**** RECORDS SUPPLIED ****

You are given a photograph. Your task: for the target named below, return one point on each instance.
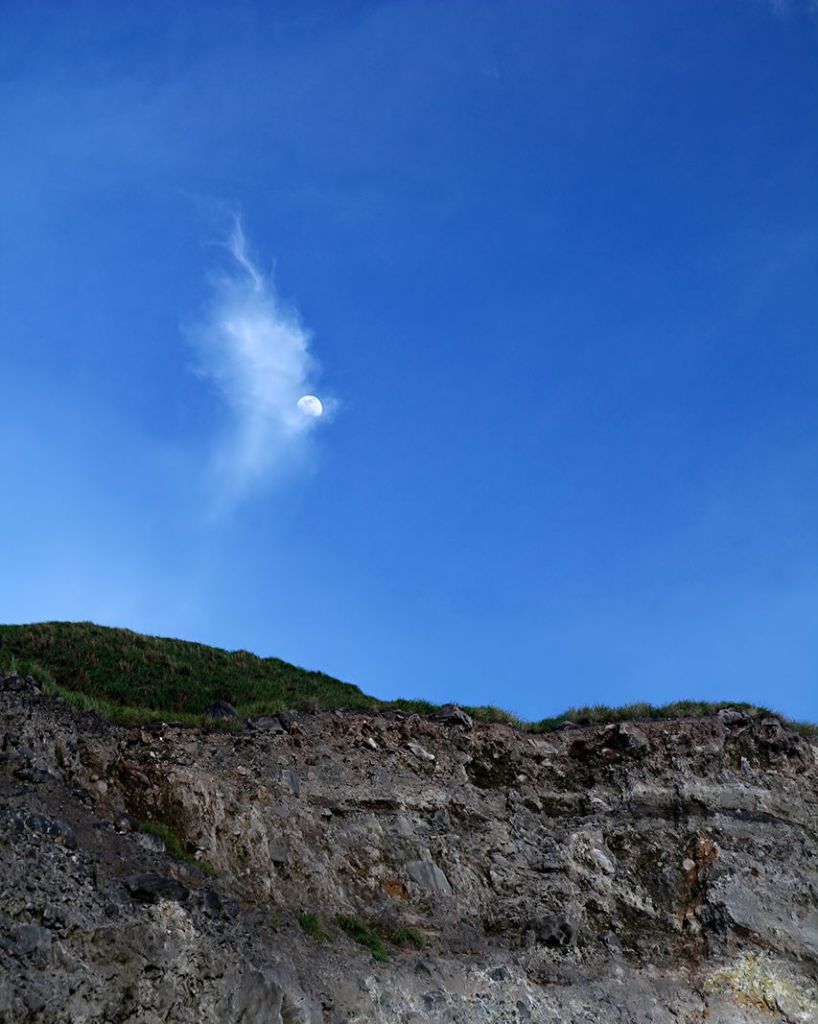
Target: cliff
(382, 866)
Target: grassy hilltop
(132, 678)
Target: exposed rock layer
(664, 871)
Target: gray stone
(427, 875)
(30, 939)
(152, 887)
(450, 715)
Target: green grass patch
(175, 848)
(313, 927)
(409, 936)
(363, 935)
(131, 679)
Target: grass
(132, 679)
(364, 936)
(174, 847)
(313, 927)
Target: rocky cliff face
(653, 872)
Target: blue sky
(551, 266)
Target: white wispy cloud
(257, 353)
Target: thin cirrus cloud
(257, 354)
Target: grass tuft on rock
(363, 935)
(175, 848)
(313, 927)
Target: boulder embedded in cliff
(151, 888)
(427, 875)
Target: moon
(310, 406)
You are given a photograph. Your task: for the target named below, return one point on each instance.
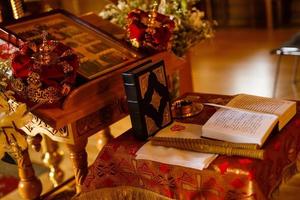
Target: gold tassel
(184, 144)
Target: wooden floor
(235, 61)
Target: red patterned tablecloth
(226, 178)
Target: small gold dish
(185, 108)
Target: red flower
(20, 65)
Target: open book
(248, 119)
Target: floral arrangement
(190, 25)
(12, 138)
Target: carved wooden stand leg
(30, 187)
(104, 137)
(78, 156)
(52, 158)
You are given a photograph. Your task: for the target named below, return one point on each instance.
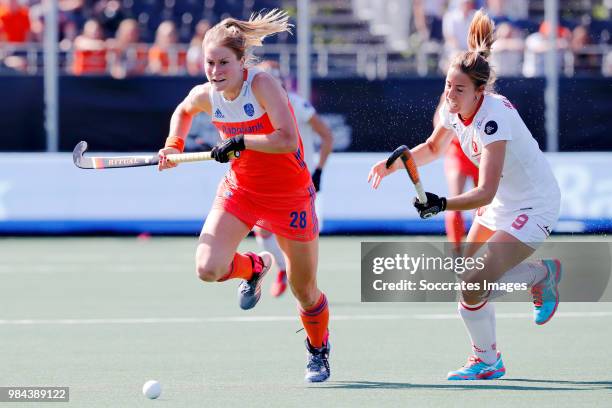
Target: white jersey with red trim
(527, 181)
(257, 172)
(304, 111)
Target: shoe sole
(557, 281)
(263, 273)
(493, 375)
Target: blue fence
(134, 114)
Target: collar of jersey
(245, 76)
(469, 120)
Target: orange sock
(315, 321)
(455, 229)
(240, 268)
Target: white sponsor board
(38, 190)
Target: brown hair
(474, 62)
(241, 36)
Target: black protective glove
(228, 149)
(316, 178)
(434, 205)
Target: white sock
(271, 245)
(529, 273)
(479, 321)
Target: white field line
(256, 319)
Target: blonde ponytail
(480, 36)
(474, 62)
(241, 36)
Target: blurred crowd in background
(126, 38)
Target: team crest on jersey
(249, 109)
(490, 127)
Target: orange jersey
(14, 26)
(89, 62)
(257, 172)
(162, 58)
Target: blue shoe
(546, 292)
(249, 291)
(317, 368)
(476, 369)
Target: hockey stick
(403, 153)
(116, 162)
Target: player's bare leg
(503, 261)
(217, 259)
(302, 261)
(268, 242)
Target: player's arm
(424, 153)
(327, 138)
(197, 101)
(273, 99)
(489, 175)
(434, 147)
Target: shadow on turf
(497, 385)
(597, 385)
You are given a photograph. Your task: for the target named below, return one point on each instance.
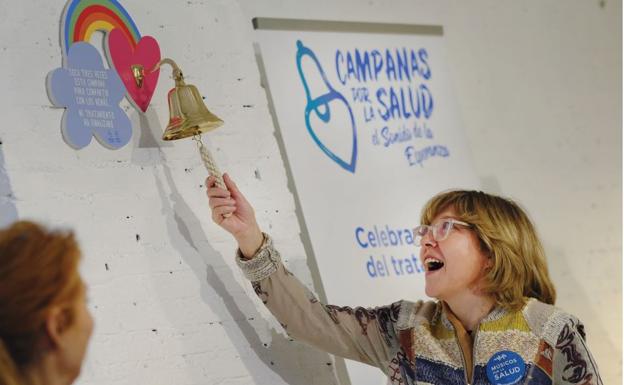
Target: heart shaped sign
(124, 56)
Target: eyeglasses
(440, 231)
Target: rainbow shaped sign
(91, 93)
(83, 17)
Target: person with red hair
(45, 325)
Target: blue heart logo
(321, 107)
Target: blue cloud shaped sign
(91, 95)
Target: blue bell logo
(328, 116)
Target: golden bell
(188, 115)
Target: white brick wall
(539, 87)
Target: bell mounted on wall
(188, 115)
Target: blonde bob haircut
(508, 238)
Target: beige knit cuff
(264, 263)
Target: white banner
(371, 130)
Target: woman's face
(460, 256)
(75, 339)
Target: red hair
(38, 270)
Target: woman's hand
(241, 221)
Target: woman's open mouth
(433, 264)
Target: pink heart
(123, 56)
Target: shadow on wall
(8, 211)
(293, 362)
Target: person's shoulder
(414, 313)
(549, 321)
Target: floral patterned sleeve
(367, 335)
(573, 362)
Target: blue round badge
(505, 368)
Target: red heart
(124, 55)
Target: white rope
(210, 164)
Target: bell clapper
(210, 164)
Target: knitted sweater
(419, 342)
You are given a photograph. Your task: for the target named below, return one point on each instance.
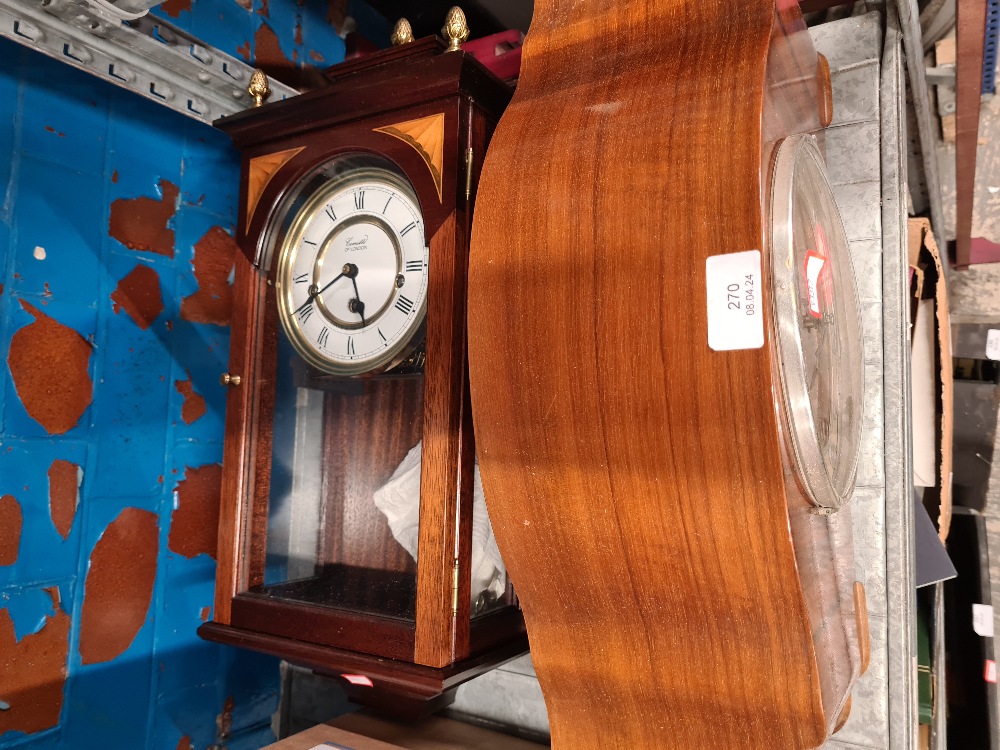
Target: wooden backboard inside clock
(679, 590)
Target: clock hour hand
(356, 305)
(350, 270)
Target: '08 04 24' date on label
(735, 319)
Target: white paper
(735, 311)
(923, 399)
(993, 344)
(982, 620)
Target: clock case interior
(368, 609)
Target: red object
(501, 53)
(358, 679)
(815, 263)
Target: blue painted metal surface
(70, 145)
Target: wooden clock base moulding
(689, 595)
(402, 689)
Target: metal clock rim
(392, 355)
(806, 454)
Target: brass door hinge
(469, 159)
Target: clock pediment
(426, 136)
(259, 173)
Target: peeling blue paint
(70, 145)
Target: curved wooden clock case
(680, 590)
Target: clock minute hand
(359, 308)
(348, 270)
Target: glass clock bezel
(296, 211)
(825, 488)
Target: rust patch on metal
(139, 294)
(48, 362)
(224, 721)
(141, 223)
(194, 524)
(119, 585)
(194, 403)
(64, 494)
(214, 255)
(11, 520)
(174, 8)
(269, 57)
(34, 672)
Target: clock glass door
(815, 308)
(348, 265)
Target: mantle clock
(353, 538)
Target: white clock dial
(352, 274)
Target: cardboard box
(931, 376)
(366, 731)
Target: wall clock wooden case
(671, 409)
(348, 539)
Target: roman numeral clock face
(352, 275)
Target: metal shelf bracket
(123, 45)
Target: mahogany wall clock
(350, 539)
(671, 407)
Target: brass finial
(258, 88)
(401, 33)
(455, 30)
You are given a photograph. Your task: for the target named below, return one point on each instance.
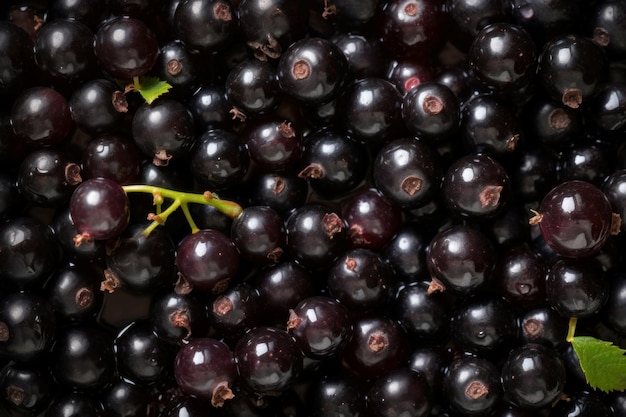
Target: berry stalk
(181, 199)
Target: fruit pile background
(386, 155)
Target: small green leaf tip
(151, 88)
(603, 363)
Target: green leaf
(603, 363)
(151, 88)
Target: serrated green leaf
(151, 88)
(603, 363)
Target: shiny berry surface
(575, 218)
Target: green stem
(162, 217)
(192, 224)
(571, 329)
(182, 199)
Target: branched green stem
(181, 199)
(571, 330)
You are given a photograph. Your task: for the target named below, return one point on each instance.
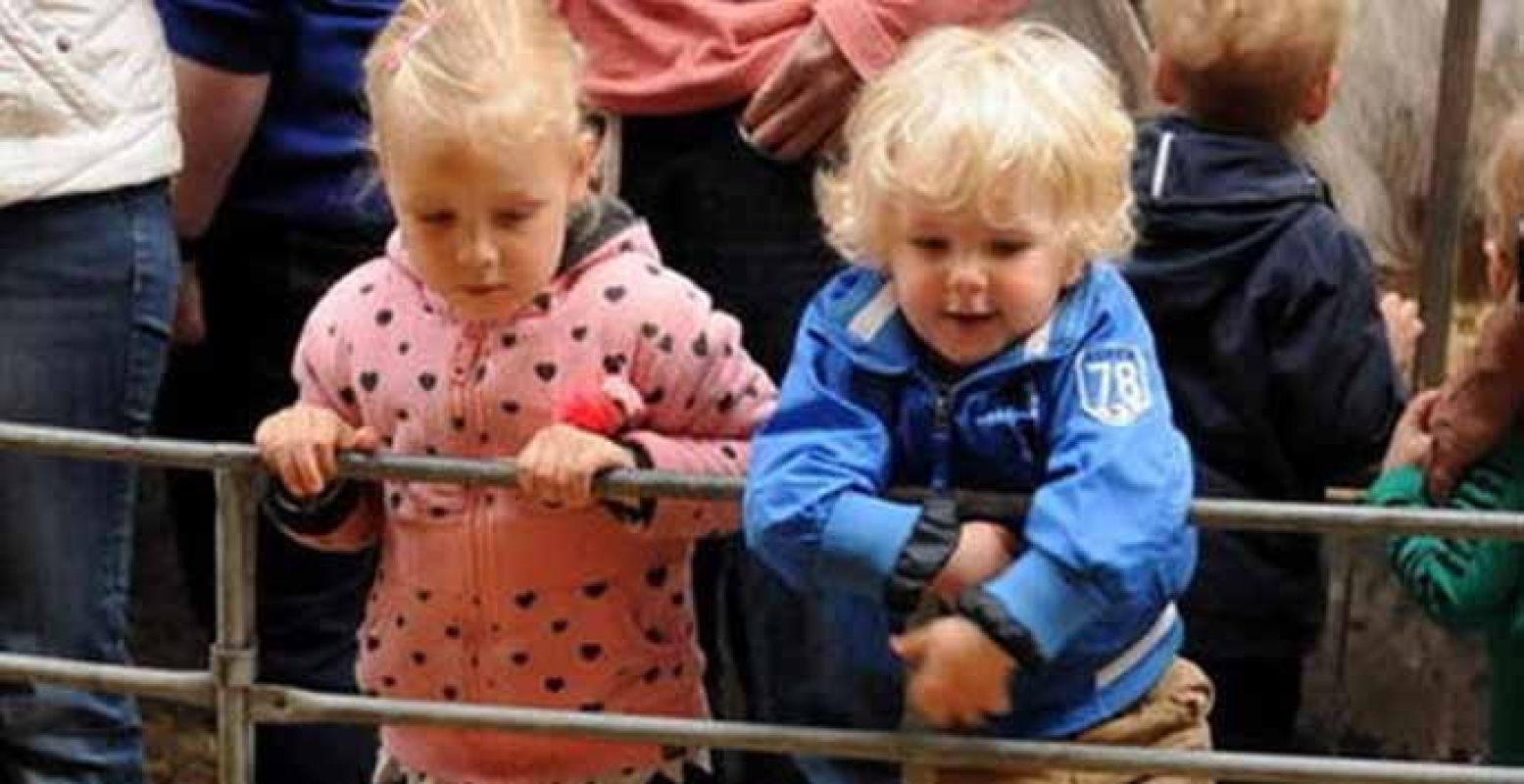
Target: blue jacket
(1076, 416)
(1263, 306)
(308, 162)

****

● WHAT IS NEEDED
Output all of the entries verbatim, leaving out any images.

● EXERCISE RESULT
You are given a photograph. Your task: for the target named below, return one point on each instance.
Target: cliff
(382, 866)
Target: grassy hilltop
(132, 678)
Target: exposed rock layer
(664, 871)
Target: gray stone
(427, 875)
(30, 939)
(152, 887)
(450, 715)
Target: green grass patch
(175, 848)
(313, 927)
(409, 936)
(363, 935)
(131, 679)
Target: grass
(132, 679)
(364, 936)
(174, 847)
(313, 927)
Target: rocky cliff face
(653, 872)
Target: blue sky
(551, 266)
Target: white wispy cloud
(257, 353)
Target: thin cirrus cloud
(257, 354)
Target: grass tuft on rock
(363, 935)
(175, 848)
(313, 927)
Target: boulder embedded in cliff
(151, 888)
(427, 875)
Target: moon
(310, 406)
You are given a photograph. Your task: for the target named below, return one point on each instance.
Target: gold tassel
(184, 144)
Target: wooden floor
(235, 61)
Target: red patterned tablecloth
(226, 178)
Target: small gold dish
(185, 108)
Target: red flower
(20, 65)
Target: open book
(248, 119)
Target: floral arrangement
(190, 25)
(12, 138)
Target: carved wooden stand leg
(30, 187)
(104, 137)
(78, 156)
(52, 158)
You are given a photograph. Your task: for the target named below, return one point on each instance.
Target: white jersey with red trim
(527, 181)
(257, 172)
(304, 111)
Target: shoe sole
(557, 281)
(263, 273)
(493, 375)
Target: blue fence
(134, 114)
Target: collar of jersey
(245, 76)
(469, 120)
Target: orange sock
(315, 321)
(455, 229)
(240, 268)
Target: white sponsor board
(38, 190)
Target: brown hair
(474, 62)
(241, 36)
Target: black protective glove
(228, 149)
(316, 178)
(434, 205)
Target: white sock
(271, 245)
(529, 273)
(479, 321)
Target: white field line
(256, 319)
Target: blonde ponytail
(480, 36)
(474, 62)
(241, 36)
Target: blurred crowd in background
(126, 38)
Target: team crest on jersey
(249, 109)
(490, 127)
Target: orange jersey
(14, 26)
(89, 62)
(257, 172)
(162, 58)
Target: blue shoe
(546, 292)
(249, 291)
(317, 368)
(476, 369)
Target: hockey stick
(403, 153)
(116, 162)
Target: player's bare leg
(503, 261)
(217, 259)
(302, 261)
(268, 242)
Target: player's arm
(424, 153)
(327, 138)
(197, 101)
(273, 99)
(489, 175)
(434, 147)
Target: shadow on turf
(497, 385)
(597, 385)
You are given a photograph. Your task: for the target named below, return one point on each instance.
Target: heart shaped sign
(124, 56)
Target: eyeglasses
(440, 231)
Target: rainbow shaped sign
(91, 93)
(83, 17)
Target: person with red hair
(45, 325)
Target: blue heart logo
(321, 107)
Target: blue cloud shaped sign
(91, 95)
Target: blue bell logo
(328, 116)
Target: golden bell
(188, 115)
Target: white brick wall
(539, 87)
Target: bell mounted on wall
(188, 115)
Target: blonde bob haircut
(508, 238)
Target: beige knit cuff
(264, 263)
Target: white banner
(371, 130)
Target: woman's face
(460, 256)
(75, 339)
Target: red hair
(38, 270)
Target: woman's hand
(241, 221)
Target: woman's open mouth
(433, 264)
Target: pink heart
(123, 56)
Target: shadow on wall
(8, 211)
(293, 362)
Target: person's shoulder
(414, 313)
(549, 321)
Target: floral patterned sleeve
(367, 335)
(573, 362)
Target: blue round badge
(505, 368)
Target: red heart
(124, 55)
Target: white rope
(210, 164)
Target: bell clapper
(210, 164)
Target: knitted sweater
(419, 342)
You are given a photograph. Your task: for the target named below, return one point on each instance.
Target: wooden backboard inside clock
(679, 590)
Target: clock hour hand
(356, 305)
(350, 270)
Target: '08 04 24' date on label
(735, 319)
Target: white paper
(735, 311)
(923, 399)
(993, 344)
(982, 620)
Target: clock case interior
(368, 609)
Target: red object
(501, 53)
(358, 679)
(815, 263)
Target: blue painted metal surface
(70, 145)
Target: wooden clock base moulding
(689, 595)
(402, 689)
Target: metal clock rim
(392, 355)
(806, 454)
Target: brass door hinge
(469, 159)
Target: clock pediment
(426, 136)
(259, 173)
Target: peeling blue paint
(70, 145)
Target: curved wooden clock case
(680, 590)
Target: clock minute hand
(359, 308)
(348, 270)
Target: glass clock bezel
(296, 211)
(825, 488)
Target: rust patch on metal
(139, 294)
(48, 362)
(224, 721)
(141, 223)
(194, 524)
(119, 585)
(194, 403)
(64, 494)
(214, 255)
(11, 520)
(174, 8)
(269, 57)
(34, 672)
Target: clock glass door
(815, 308)
(348, 265)
Target: mantle clock
(353, 538)
Target: white clock dial
(352, 274)
Target: cardboard box
(931, 376)
(366, 731)
Target: wall clock wooden case
(671, 409)
(348, 539)
Target: roman numeral clock face
(352, 275)
Target: metal shelf bracket
(123, 45)
Target: mahogany wall clock
(350, 539)
(671, 407)
Target: brass finial
(258, 88)
(401, 33)
(455, 30)
You are given a photograph. Your task: for the target named below, return one point on each instance.
Target: berry stalk
(181, 199)
Target: fruit pile background
(386, 155)
Target: small green leaf tip
(151, 88)
(603, 363)
Target: green leaf
(603, 363)
(151, 88)
Target: serrated green leaf
(151, 88)
(603, 363)
Target: shiny berry surface
(575, 218)
Target: green stem
(162, 217)
(192, 224)
(571, 329)
(182, 199)
Target: branched green stem
(181, 199)
(571, 330)
You are given a photograph. Your task: for the target named below, return one point on each instance.
Target: blue jacket
(1076, 416)
(1263, 306)
(308, 162)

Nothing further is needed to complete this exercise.